(Data excerpts)
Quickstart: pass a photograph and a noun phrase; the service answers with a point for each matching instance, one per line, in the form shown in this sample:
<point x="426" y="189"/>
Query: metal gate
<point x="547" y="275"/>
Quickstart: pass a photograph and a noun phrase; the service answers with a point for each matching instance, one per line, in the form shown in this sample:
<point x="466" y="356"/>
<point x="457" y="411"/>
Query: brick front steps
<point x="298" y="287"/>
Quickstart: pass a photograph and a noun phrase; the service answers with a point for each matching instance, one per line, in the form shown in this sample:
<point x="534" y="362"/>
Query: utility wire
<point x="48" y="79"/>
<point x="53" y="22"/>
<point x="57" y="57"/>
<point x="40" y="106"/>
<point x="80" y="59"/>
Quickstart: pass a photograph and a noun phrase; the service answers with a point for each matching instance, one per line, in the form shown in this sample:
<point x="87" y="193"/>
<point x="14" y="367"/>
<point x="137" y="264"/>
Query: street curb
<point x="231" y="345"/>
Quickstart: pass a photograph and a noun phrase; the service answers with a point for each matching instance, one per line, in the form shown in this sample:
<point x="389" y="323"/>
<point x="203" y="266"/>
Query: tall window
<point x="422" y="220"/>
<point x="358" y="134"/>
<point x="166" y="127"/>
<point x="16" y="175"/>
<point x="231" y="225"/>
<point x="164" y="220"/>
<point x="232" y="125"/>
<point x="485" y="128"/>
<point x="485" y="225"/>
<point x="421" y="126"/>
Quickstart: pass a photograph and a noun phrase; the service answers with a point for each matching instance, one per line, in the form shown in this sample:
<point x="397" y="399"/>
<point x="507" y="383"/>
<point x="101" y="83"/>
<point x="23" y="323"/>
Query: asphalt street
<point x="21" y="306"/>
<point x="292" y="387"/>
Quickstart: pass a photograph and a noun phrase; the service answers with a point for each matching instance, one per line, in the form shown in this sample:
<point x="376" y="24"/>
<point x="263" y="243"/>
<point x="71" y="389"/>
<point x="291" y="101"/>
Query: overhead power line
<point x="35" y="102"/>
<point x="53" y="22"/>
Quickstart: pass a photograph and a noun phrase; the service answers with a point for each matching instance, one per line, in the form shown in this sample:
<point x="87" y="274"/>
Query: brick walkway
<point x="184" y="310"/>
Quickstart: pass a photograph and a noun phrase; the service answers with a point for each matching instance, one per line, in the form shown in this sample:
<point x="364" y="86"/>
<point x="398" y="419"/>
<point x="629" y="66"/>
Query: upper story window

- ASSIGNED TASK
A verbatim restatement of all the entries above is required.

- RESULT OF THE TASK
Quickstart: pass a photograph and a noun phrase; the service answers with a point for each matching instance, one per line, in the form shown in this sample:
<point x="426" y="189"/>
Query: metal gate
<point x="547" y="275"/>
Quickstart: pass a photograph and a noun phrase; the service answers with a point for each matching instance, one per line, in the form shown in this sample:
<point x="466" y="356"/>
<point x="457" y="411"/>
Query: brick front steps
<point x="298" y="287"/>
Quickstart: pass a photograph and a noun phrase; the service answers with a point for each matching instance, one per line, in the form shown in this sample:
<point x="534" y="362"/>
Query: utility wire
<point x="48" y="79"/>
<point x="53" y="22"/>
<point x="57" y="57"/>
<point x="40" y="106"/>
<point x="80" y="59"/>
Quickstart: pass a photograph and a noun phrase; the service answers with a point for each matching instance, one per line, in the form shown in this sample:
<point x="87" y="193"/>
<point x="14" y="367"/>
<point x="137" y="264"/>
Query: street curb
<point x="231" y="345"/>
Quickstart: pass a photograph and a noun phrase; the service answers with a point for each matching instance, one per line, in the form shown in this sample:
<point x="389" y="323"/>
<point x="203" y="266"/>
Query: tall window
<point x="422" y="220"/>
<point x="358" y="134"/>
<point x="166" y="127"/>
<point x="16" y="175"/>
<point x="231" y="225"/>
<point x="164" y="220"/>
<point x="232" y="125"/>
<point x="485" y="128"/>
<point x="485" y="225"/>
<point x="421" y="126"/>
Quickstart: pass a photograph and a noun phrase; the service answers with a point for each matching instance, one per line, in the form shown in this sample:
<point x="397" y="399"/>
<point x="507" y="383"/>
<point x="101" y="83"/>
<point x="23" y="323"/>
Query: asphalt street
<point x="21" y="306"/>
<point x="292" y="387"/>
Quickstart: pass a photograph and a noun phrase; the service answers with a point for each matching instance, one per line, in the form shown in this sample:
<point x="376" y="24"/>
<point x="263" y="243"/>
<point x="71" y="389"/>
<point x="291" y="101"/>
Query: overhead power line
<point x="35" y="102"/>
<point x="53" y="22"/>
Quickstart: pass a photograph and a noun phrase; the service answers with a point for each matching instance, one per line, in the form shown in this sample:
<point x="87" y="274"/>
Query: brick walkway
<point x="184" y="310"/>
Quickstart: pass a photograph and a noun phrase; the service answers with a point for each matching instance, one per line, in the form shown in this sample:
<point x="364" y="86"/>
<point x="398" y="419"/>
<point x="629" y="66"/>
Query: upper story window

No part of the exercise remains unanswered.